* [PROBLEM TO SOLVE]
Drop the images; return everything else in the listing below exactly.
* BEGIN RECORDED INFORMATION *
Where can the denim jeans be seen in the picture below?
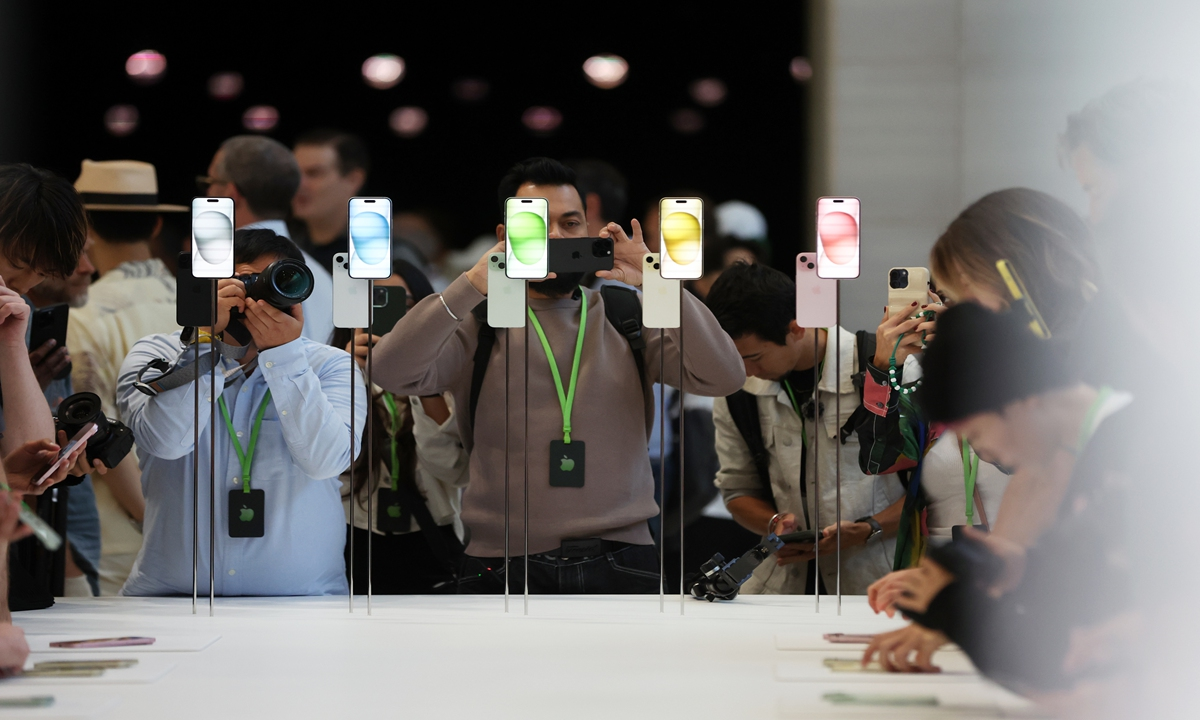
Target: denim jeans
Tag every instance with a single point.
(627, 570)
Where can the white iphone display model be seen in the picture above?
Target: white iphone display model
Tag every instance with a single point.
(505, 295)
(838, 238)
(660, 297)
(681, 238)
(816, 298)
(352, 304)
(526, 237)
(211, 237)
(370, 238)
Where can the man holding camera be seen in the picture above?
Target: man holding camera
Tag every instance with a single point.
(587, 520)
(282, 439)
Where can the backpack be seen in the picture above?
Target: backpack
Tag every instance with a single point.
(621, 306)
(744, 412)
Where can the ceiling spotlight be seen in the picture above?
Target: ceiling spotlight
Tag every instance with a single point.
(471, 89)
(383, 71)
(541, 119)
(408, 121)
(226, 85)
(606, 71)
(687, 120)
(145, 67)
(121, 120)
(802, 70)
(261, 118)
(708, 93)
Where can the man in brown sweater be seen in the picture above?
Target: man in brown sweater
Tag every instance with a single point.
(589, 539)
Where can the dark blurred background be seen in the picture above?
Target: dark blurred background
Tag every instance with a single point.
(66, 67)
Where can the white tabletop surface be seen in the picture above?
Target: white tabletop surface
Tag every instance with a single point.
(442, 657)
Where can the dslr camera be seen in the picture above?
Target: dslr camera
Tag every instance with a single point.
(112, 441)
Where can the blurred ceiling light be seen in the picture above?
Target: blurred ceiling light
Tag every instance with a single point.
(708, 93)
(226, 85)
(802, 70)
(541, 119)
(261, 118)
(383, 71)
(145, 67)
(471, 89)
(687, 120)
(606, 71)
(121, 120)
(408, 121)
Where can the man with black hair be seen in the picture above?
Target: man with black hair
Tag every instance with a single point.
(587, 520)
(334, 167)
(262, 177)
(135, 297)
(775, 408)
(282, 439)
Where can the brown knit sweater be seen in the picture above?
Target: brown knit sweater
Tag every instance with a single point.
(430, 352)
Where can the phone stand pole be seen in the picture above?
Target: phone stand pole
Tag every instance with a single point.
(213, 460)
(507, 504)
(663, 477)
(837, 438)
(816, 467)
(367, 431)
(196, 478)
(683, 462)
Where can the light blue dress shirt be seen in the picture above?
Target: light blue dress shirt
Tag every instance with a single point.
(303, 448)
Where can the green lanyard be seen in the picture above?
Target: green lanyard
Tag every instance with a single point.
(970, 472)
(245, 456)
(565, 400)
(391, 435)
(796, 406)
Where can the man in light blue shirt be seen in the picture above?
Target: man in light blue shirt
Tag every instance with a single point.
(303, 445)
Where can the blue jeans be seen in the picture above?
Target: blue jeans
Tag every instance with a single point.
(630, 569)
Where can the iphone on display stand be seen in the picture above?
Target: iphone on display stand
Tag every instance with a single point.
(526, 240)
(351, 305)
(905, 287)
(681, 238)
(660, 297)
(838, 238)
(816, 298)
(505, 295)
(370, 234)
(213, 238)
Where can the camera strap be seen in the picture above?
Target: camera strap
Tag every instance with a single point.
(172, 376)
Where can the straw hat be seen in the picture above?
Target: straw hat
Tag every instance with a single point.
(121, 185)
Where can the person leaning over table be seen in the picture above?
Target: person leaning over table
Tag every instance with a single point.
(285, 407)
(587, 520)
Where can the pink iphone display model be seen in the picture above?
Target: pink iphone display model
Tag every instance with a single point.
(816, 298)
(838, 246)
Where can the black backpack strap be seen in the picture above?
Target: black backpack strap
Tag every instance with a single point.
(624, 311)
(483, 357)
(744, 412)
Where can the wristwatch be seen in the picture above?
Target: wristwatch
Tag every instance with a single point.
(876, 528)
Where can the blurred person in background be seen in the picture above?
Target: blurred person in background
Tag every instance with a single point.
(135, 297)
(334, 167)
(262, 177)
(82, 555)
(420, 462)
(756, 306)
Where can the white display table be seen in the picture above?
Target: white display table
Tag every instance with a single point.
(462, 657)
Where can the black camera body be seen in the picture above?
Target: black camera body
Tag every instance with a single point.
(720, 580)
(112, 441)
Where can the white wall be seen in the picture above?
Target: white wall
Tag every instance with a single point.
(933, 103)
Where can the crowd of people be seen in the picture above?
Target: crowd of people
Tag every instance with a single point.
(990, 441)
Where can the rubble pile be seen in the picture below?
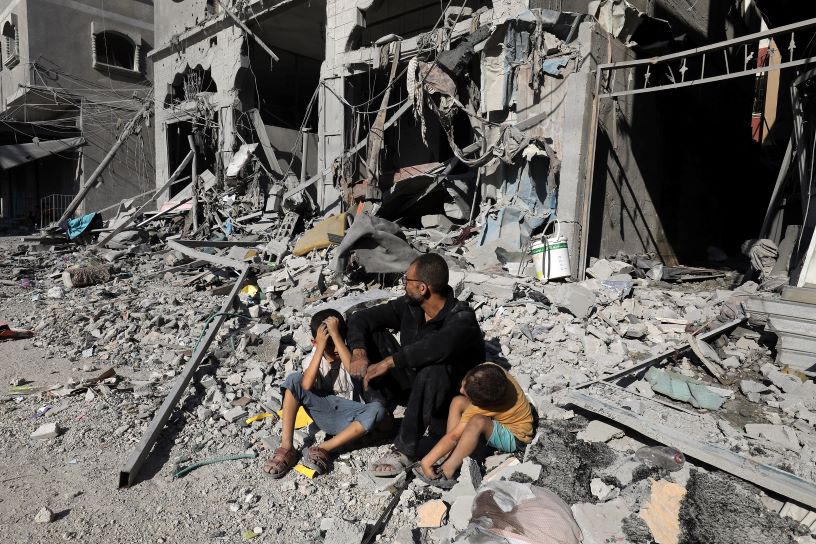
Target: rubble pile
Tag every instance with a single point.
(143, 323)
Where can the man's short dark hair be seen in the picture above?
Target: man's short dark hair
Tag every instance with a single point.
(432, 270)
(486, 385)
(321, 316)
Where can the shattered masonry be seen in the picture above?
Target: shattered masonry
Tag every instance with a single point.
* END RECORDED INFORMATION *
* [TASK RESPONSE]
Where can the denim jeans be seen in the picture below?
Target: denim jeans
Tag every instance with a single point.
(627, 570)
Where can the white iphone display model be seen in the picture above?
Target: white iphone display model
Tag every instance with a single point.
(505, 295)
(838, 238)
(660, 297)
(681, 238)
(816, 298)
(352, 304)
(526, 237)
(211, 237)
(370, 238)
Where can the man holding camera be seen in the picture above?
Target: man holding camera
Tag every instance with a single point.
(587, 520)
(282, 439)
Where can the backpack be seen in the picture above?
Target: backpack
Tag every instance with a single point.
(621, 306)
(744, 412)
Where can the ceiling spotlight be seen in the picture above?
Target: ceiling spotlight
Tag every instance with a single point.
(471, 89)
(383, 71)
(541, 119)
(408, 121)
(226, 85)
(606, 71)
(687, 120)
(145, 67)
(121, 120)
(802, 70)
(261, 118)
(708, 93)
Where can the man in brown sweater be seen in the picture above?
Target: man in brown sweater
Tag every instance with a single point.
(589, 539)
Where can the dark blurred background be seen in the picture above?
Target: dark blurred background
Tag every instance with a single point.
(66, 67)
Where can the white tabletop surface be seen in the picture above?
Target: white tabletop surface
Tag every instance with a single point.
(442, 657)
Where can the dslr camera be seen in the picture above?
Target: dslr camera
Tag every instance with a single point.
(112, 441)
Where can the blurred ceiling light be seen in the picture above?
Target: blurred ceiling light
Tag every instance with a single point.
(708, 93)
(226, 85)
(802, 70)
(541, 119)
(261, 118)
(383, 71)
(145, 67)
(471, 89)
(687, 120)
(606, 71)
(121, 120)
(408, 121)
Where can the man with black hair be seen in the picture above?
Target: man with black hair
Tag every instance with a single point.
(587, 520)
(334, 167)
(262, 177)
(135, 297)
(775, 408)
(282, 439)
Where can the brown knit sweater be seen in the picture above?
Target: brown knit sweater
Tag every instance with a single point.
(430, 352)
Where can the phone stand pole be seen in the picture above?
Target: phone stand pole
Tag every instance with a single point.
(213, 460)
(507, 504)
(663, 477)
(837, 438)
(816, 467)
(367, 431)
(196, 478)
(683, 462)
Where can the light blue dress shirt be seen in the picture above?
Target: light blue dress shirt
Tag every instance with a single point.
(303, 448)
Where can the green lanyard be seen in the picture above?
Target: green lanyard
Tag every instance with a single point.
(970, 472)
(245, 456)
(565, 400)
(391, 435)
(796, 406)
Where can the man in light blue shirt be seen in the picture above?
Target: man in light blue shirt
Tag every instance with a single point.
(303, 445)
Where can the blue jeans be seen in the picture above?
Target: blue jeans
Tag every instance with a single point.
(630, 569)
Where can the iphone on display stand be seen in the picture above?
Target: iphone on display stand
Tag every instance with a single point.
(526, 240)
(351, 305)
(905, 287)
(681, 238)
(660, 297)
(838, 238)
(816, 298)
(505, 295)
(370, 234)
(213, 238)
Where can the camera strap be seen in the picture above?
Target: camera strap
Tag every instance with a single point.
(172, 376)
Where can the straw hat be seen in the picture above?
Target: straw hat
Tag every instance with a single point.
(121, 185)
Where can the person leaning over table be seen in the picture above?
Target: person leaning over table
Tag every instance with a single point.
(285, 407)
(587, 520)
Where can the pink iphone display model be seen in the picture above?
Target: pink iphone display model
Tag every instance with a single point.
(816, 298)
(838, 246)
Where can the black backpack strap be seen in the picture above?
Target: black backpack strap
Tag every instance with a single point.
(624, 311)
(483, 357)
(744, 412)
Where can the wristwatch be seen in the picture above?
Target: wristwatch
Tag every instance with a single point.
(876, 528)
Where can the blurred person in background be seen in the picture above?
Target: blurred person in background
Tag every instance with a single point.
(135, 297)
(334, 167)
(262, 177)
(82, 555)
(420, 462)
(756, 306)
Where can the white display table be seen in the picture above?
Target: white display table
Tag every instance with a single point.
(462, 657)
Where can the black camera body be seen in the picture above?
Target: black camera body
Tag every instance with a single point.
(720, 580)
(112, 441)
Where can the white wall be seen in the picture above?
Target: white wall
Tag every instance with a single point.
(933, 103)
Where can the crowd of people be seen in the picture above?
Target: crowd of people
Tag every instance with a single point.
(990, 441)
Where can the rubble pile be seen in the picture below?
Target: rubble pile
Tag every instance with a single point.
(143, 323)
Where can the man's short dark hair be seen in the picture above?
Target: man's short dark hair
Tag every instance with a single point.
(432, 270)
(486, 385)
(321, 316)
Where can the shattered masonry be seen in the picture above?
Target: shattered masonry
Tag every instance with a single point.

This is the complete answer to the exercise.